▸ Extrait du texte
Et dire que Georges Bizet, sacrifiant à la mode de son temps, avait choisi de mettre en musique Les Pêcheurs de perles en raison de l’exotisme du livret. Si aujourd’hui l’on aime la mise en scène de Vincent Boussard à l’Opéra national du Rhin, c’est notamment parce qu’elle refuse tout orientalisme, a fortiori de pacotille. L’approche, métaphorique, demande à être décodée pour éviter d’en méconnaître les intentions, à l’exemple des spectateurs qui, le soir de la première, ont conspué le metteur en scène et son équipe. Là est son principal défaut. Pas de plage cingalaise, de saris colorés et de pêcheurs d’huîtres perlières, mais un musicien, que l’on reconnait être Georges Bizet, face à son piano, enfermé dans un hémicycle, comme le toréador dans l’arène (une allusion à Carmen ?).
L’histoire, dont chacun de tout temps a souligné la faiblesse, sert de prétexte à une réflexion sur le processus créatif. Tel Zurga partagé entre ses sentiments pour Leila et Nadir, le compositeur se débat avec ses personnages. La partition biffée rageusement, le piano brisé au milieu de l’eau symbolisent le naufrage de l’inspiration. Leila, désirée et perdue, est envisagée comme une allégorie de cet art lyrique dont Bizet, âgé de 24 ans quand il composa Les Pêcheurs de perles, voulait devenir le maître. D’indigent, le propos ainsi considéré devient pertinent. Le décor de Vincent Lemaire et les costumes de Christian Lacroix esthétisent l’approche. L’attention portée au geste et aux mouvements en consacre l’intelligence.

▸ Liste des entrées

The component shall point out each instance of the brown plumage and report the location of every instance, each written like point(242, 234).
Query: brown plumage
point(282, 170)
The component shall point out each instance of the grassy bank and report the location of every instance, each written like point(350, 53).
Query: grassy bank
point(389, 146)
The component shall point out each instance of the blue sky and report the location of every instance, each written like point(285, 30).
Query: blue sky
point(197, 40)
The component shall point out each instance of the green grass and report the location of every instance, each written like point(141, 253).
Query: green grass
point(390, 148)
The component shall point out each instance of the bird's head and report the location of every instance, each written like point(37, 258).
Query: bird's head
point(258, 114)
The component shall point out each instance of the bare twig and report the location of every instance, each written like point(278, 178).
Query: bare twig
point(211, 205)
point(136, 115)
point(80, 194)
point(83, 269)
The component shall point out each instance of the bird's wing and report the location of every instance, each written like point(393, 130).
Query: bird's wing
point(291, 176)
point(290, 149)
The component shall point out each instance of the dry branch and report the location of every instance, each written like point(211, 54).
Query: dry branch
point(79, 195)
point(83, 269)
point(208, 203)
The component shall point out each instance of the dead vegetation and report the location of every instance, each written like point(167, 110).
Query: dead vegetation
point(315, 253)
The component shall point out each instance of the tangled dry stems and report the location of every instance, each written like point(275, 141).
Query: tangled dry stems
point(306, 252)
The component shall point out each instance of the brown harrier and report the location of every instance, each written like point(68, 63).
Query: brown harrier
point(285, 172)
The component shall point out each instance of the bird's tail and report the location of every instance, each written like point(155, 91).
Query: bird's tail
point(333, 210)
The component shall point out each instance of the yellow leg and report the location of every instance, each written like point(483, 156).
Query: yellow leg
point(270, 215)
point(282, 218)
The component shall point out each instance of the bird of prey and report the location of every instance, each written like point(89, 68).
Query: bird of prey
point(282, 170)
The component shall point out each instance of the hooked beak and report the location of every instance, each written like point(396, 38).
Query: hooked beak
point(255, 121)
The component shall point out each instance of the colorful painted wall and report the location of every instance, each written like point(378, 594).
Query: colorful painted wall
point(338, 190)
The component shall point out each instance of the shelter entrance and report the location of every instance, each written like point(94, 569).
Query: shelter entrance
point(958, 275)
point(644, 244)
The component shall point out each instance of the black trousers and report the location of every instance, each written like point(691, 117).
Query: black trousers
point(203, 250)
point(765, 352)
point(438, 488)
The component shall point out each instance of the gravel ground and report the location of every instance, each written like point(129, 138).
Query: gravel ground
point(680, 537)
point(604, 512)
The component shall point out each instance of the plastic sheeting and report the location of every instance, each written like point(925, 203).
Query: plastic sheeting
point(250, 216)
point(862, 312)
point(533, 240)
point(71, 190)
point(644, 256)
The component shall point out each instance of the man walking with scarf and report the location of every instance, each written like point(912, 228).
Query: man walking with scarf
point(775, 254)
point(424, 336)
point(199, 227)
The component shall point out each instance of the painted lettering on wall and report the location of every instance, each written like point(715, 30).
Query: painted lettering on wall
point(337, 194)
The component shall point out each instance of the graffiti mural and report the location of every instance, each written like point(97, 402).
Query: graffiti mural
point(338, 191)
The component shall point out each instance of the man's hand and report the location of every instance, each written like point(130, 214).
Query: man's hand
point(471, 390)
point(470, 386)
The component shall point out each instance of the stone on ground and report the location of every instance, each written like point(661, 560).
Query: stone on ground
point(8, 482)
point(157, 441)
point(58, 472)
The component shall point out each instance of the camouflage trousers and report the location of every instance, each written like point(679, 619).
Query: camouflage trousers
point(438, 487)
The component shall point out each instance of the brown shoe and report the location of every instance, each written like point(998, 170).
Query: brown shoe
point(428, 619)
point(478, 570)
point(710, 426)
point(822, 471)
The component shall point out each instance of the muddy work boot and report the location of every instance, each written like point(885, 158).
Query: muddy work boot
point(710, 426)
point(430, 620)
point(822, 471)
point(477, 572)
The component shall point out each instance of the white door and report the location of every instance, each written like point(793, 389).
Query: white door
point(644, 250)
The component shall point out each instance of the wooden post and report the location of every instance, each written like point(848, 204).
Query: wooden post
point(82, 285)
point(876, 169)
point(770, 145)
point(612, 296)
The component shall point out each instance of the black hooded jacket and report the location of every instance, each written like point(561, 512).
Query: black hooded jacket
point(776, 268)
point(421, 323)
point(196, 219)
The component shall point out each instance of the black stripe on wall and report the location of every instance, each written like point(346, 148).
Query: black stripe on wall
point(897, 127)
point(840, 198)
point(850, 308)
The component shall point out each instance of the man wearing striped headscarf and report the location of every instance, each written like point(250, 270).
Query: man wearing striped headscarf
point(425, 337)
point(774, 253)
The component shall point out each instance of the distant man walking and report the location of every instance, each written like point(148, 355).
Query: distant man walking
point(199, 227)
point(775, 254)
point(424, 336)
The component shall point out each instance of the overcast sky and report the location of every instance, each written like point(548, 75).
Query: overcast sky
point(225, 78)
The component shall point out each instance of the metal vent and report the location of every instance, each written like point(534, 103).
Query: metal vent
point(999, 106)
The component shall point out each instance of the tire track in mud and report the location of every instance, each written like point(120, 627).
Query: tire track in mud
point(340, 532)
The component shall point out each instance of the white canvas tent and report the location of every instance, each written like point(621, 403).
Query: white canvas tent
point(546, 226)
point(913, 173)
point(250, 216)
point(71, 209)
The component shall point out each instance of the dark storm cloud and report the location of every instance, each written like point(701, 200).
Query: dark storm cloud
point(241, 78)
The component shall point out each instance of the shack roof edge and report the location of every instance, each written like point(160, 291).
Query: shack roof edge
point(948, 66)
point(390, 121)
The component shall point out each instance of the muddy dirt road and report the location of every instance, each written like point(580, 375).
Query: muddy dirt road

▸ Consigne A
Répondez aux questions suivantes d'après l'article sur Les Pêcheurs de perles :
(i) Pour quelle raison Georges Bizet avait-il choisi de mettre en musique Les Pêcheurs de perles ?
(ii) Quel âge avait Bizet lorsqu'il composa cette œuvre ?
(iii) Qui a conçu les costumes de la mise en scène ?
▸ Consigne B
Recopiez fidèlement le passage de l'article sur Les Pêcheurs de perles compris entre « L’histoire, dont chacun » et « en consacre l’intelligence. », ces deux segments inclus.
▸ Consigne C
Poursuivez l'article sur Les Pêcheurs de perles après sa dernière phrase.
Les entrées n'ont aucun lien avec l'article sur Les Pêcheurs de perles.

▸ Réponse A
(i) En raison de l'exotisme du livret.
(ii) 24 ans.
(iii) Christian Lacroix.

▸ Réponse B
L’histoire, dont chacun de tout temps a souligné la faiblesse, sert de prétexte à une réflexion sur le processus créatif. Tel Zurga partagé entre ses sentiments pour Leila et Nadir, le compositeur se débat avec ses personnages. La partition biffée rageusement, le piano brisé au milieu de l’eau symbolisent le naufrage de l’inspiration. Leila, désirée et perdue, est envisagée comme une allégorie de cet art lyrique dont Bizet, âgé de 24 ans quand il composa Les Pêcheurs de perles, voulait devenir le maître. D’indigent, le propos ainsi considéré devient pertinent. Le décor de Vincent Lemaire et les costumes de Christian Lacroix esthétisent l’approche. L’attention portée au geste et aux mouvements en consacre l’intelligence.

▸ Réponse C
Musicalement, que faudrait-il pour que la représentation atteigne le même niveau de réussite ? Peu de choses au regard des satisfactions qu’elle procure : un chœur aux pupitres plus équilibrés ; une direction d’orchestre aux contrastes plus affirmés (est-ce par souci de clarté que Patrick Davin contient le lyrisme dont on aimerait qu’il fasse davantage preuve ?) ; un Nadir, tout aussi fougueux, mais aux transports mieux contrôlés. Que Sébastien Guèze tempère son émission, comme il le fait lors de sa fameuse romance, usant à propos de la voix mixte, et c’est toute la poésie du rôle qui s’exprime.
Projeté au cœur de l’ouvrage par le parti-pris scénique, Etienne Dupuis assume sans faillir le poids que lui font porter à part égale Vincent Boussard et Georges Bizet. De Zurga, le baryton canadien propose un portrait plus nuancé que souvent, servi par une diction irréprochable. Au fil de la soirée, conformément aux enjeux dramatiques de l’ouvrage, la voix gagne en autorité et en noirceur jusqu’à un « Ô Nadir, tendre ami de mon jeune âge », stupéfiant de vérité. Le duo avec Leila pousse l’émotion un cran plus loin. Annick Massis apparaît idéale dans ce rôle qui lui permet de faire valoir ses qualités techniques et dramatiques. Les influences italiennes de la partition sont autant d’occasions d’exposer une maîtrise exceptionnelle du souffle et de la colorature. Quelques suraigus, inattendus mais à propos, ponctuent l’interprétation. La pureté d’émission reste remarquable. Suprême, le chant rejoint la volonté allégorique du metteur en scène, apportant à cette production une magnifique cohérence.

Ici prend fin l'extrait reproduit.